__A data block__
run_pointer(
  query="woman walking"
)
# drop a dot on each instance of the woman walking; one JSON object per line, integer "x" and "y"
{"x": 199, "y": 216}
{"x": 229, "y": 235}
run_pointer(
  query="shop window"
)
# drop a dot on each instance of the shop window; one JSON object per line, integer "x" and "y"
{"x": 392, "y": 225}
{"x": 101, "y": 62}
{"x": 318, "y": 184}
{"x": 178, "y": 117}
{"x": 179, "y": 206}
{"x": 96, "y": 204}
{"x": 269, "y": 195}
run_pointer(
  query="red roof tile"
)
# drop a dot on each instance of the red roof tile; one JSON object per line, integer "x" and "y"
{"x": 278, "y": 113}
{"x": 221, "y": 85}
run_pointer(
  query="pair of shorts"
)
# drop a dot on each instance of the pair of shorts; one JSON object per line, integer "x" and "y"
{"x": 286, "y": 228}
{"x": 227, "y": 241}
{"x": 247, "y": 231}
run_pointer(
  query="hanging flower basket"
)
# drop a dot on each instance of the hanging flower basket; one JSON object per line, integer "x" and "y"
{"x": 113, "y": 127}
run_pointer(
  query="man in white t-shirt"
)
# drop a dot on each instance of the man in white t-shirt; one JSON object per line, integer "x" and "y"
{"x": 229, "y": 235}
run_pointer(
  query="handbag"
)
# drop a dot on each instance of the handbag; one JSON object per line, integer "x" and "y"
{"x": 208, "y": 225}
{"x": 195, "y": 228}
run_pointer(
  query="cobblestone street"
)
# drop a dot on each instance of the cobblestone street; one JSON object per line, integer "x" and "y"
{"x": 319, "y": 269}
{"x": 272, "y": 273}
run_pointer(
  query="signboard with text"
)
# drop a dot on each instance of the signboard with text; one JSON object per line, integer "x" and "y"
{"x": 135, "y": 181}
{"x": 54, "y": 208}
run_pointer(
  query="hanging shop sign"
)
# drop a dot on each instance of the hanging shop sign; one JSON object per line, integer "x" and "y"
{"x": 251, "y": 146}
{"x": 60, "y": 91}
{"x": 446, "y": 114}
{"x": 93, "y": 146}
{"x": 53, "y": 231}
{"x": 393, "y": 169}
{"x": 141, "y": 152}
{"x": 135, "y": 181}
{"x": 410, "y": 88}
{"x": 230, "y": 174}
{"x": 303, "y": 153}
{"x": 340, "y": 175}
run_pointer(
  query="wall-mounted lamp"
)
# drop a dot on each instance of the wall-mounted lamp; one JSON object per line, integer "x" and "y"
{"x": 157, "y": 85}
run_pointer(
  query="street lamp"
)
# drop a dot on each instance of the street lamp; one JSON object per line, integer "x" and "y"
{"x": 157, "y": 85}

__SET EXERCISE__
List every line of the material above that contains the string "roof".

__THE REPLY__
  query="red roof tile"
# drop a dot on each instance of the red roof tile; one JSON object per line, integer "x" and "y"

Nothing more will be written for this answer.